— start —

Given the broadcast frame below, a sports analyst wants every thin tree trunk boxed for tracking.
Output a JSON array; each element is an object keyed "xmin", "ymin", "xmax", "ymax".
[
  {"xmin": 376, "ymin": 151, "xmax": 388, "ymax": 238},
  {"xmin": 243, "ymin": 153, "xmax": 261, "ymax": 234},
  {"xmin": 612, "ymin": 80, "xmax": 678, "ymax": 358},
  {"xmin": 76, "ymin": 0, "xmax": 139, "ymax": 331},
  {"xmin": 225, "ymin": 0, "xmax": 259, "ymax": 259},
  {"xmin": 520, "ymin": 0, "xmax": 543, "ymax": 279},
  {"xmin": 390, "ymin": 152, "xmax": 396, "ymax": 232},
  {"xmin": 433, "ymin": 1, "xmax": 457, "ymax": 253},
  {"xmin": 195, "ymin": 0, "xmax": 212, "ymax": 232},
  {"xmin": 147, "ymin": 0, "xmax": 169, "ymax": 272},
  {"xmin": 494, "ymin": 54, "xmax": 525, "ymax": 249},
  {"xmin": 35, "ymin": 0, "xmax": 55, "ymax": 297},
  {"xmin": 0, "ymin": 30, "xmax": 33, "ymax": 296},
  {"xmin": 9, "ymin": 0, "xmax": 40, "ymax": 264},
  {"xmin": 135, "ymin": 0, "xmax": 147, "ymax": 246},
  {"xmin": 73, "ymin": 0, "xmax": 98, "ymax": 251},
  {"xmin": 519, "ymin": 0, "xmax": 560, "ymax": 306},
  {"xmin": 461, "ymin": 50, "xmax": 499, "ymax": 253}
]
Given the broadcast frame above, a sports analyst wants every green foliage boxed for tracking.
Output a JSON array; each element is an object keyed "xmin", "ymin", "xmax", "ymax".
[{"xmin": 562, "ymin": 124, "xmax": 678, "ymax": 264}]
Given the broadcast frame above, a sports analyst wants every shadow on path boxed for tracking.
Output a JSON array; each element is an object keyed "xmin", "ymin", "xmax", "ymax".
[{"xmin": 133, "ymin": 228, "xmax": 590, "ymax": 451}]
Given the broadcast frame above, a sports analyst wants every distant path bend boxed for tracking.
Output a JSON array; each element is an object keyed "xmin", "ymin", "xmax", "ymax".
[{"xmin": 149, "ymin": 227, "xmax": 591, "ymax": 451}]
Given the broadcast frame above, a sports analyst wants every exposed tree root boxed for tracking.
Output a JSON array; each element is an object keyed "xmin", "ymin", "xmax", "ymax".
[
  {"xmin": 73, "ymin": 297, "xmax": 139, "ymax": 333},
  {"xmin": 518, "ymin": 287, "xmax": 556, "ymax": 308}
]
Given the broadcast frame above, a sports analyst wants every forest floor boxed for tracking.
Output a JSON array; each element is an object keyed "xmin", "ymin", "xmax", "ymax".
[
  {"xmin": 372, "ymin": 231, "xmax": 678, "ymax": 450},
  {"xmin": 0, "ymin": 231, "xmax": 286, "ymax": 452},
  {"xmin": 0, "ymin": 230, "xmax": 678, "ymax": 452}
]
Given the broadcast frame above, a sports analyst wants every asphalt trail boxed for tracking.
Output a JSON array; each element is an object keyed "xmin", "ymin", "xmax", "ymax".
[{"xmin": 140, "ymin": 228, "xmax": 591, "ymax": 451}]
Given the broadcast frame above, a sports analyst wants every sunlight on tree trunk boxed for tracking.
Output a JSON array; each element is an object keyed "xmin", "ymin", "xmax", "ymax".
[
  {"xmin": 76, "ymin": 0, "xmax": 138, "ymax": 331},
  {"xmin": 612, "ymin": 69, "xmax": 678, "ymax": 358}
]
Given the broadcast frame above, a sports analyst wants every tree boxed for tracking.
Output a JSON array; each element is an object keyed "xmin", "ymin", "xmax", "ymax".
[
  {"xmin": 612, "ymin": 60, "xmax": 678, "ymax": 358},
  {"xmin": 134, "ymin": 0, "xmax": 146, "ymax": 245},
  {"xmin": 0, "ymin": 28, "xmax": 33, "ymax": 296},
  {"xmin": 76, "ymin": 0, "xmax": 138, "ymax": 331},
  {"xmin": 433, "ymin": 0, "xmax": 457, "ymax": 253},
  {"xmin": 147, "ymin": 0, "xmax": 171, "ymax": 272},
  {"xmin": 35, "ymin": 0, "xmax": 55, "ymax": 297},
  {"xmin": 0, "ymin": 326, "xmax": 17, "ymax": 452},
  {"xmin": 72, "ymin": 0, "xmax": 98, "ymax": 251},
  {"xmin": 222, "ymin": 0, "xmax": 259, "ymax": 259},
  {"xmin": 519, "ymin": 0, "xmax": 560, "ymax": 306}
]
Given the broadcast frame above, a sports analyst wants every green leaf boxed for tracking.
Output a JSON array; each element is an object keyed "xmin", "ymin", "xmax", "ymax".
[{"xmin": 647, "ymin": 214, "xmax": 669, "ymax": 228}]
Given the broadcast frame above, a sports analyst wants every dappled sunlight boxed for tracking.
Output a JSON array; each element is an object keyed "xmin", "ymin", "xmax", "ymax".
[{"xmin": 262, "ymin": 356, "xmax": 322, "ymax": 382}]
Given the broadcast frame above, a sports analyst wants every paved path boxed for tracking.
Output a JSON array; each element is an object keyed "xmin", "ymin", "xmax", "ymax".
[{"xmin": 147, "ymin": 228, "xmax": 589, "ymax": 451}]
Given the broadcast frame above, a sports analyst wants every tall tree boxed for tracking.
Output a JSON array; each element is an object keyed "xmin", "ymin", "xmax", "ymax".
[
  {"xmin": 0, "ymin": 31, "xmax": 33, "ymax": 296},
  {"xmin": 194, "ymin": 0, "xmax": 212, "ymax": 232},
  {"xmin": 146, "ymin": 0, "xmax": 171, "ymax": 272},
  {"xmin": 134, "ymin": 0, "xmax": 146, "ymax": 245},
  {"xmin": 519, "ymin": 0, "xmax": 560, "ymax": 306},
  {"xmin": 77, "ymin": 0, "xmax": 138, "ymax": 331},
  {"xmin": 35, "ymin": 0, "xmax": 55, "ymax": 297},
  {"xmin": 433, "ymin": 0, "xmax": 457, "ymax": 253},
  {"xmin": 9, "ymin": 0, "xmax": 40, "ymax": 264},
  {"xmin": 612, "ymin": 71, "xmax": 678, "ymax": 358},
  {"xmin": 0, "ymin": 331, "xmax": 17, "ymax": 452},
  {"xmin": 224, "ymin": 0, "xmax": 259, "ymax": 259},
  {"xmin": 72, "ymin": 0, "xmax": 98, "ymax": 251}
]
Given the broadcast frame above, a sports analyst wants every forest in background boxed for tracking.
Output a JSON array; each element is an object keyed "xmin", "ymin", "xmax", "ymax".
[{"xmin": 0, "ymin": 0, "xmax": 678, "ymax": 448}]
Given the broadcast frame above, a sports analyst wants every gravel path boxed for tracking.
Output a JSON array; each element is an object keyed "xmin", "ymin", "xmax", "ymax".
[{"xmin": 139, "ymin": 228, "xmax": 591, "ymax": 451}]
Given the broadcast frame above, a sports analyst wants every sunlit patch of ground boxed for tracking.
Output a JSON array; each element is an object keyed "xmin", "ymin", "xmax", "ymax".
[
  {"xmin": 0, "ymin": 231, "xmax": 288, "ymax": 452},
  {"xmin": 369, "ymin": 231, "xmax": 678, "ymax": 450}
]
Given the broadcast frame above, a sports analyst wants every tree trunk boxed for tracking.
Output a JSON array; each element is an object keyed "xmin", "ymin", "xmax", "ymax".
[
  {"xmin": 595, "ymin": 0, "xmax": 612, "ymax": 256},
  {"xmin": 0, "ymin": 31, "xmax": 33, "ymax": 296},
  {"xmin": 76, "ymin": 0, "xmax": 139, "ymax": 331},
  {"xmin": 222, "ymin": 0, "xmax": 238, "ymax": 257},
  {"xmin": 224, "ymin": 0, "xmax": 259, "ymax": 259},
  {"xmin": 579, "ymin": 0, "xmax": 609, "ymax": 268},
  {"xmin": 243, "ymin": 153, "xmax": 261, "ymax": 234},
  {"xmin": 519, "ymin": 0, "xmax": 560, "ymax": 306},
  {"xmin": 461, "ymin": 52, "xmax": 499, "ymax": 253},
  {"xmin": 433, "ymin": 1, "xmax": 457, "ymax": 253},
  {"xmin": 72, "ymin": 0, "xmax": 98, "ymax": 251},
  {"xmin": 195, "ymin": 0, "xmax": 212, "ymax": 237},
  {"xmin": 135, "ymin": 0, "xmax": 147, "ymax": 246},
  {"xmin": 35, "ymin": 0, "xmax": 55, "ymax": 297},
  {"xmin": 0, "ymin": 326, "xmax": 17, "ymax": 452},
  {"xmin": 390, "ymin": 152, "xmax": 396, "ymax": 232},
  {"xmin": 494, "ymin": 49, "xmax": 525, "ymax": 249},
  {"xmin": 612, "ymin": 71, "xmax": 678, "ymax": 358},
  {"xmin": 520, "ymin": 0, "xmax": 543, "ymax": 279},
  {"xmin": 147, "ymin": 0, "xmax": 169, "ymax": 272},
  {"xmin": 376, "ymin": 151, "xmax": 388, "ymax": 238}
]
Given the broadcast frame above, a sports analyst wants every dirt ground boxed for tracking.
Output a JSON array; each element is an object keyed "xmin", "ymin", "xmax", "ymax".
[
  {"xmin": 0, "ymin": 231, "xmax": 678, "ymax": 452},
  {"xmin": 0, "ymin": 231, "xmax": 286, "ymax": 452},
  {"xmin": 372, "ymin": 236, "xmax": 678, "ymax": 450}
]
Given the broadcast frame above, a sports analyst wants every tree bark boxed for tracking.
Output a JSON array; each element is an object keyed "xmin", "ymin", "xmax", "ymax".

— end —

### [EXERCISE OBJECTIVE]
Gather every line of the records above that contains the string "path" and copy each one in full. Case counts when matching.

### [THE RESPONSE]
Given the broadcast frame above, a sports analyst wants every shadow on path boxed for tracking.
Given the broadcast frame above, a sports analyst wants every distant path bend boxed for tracking.
Given the broadcast frame above, a sports analyst wants every paved path boxed for tracking.
Given the broadcast frame above, a sports analyst wants every gravel path boxed for tracking.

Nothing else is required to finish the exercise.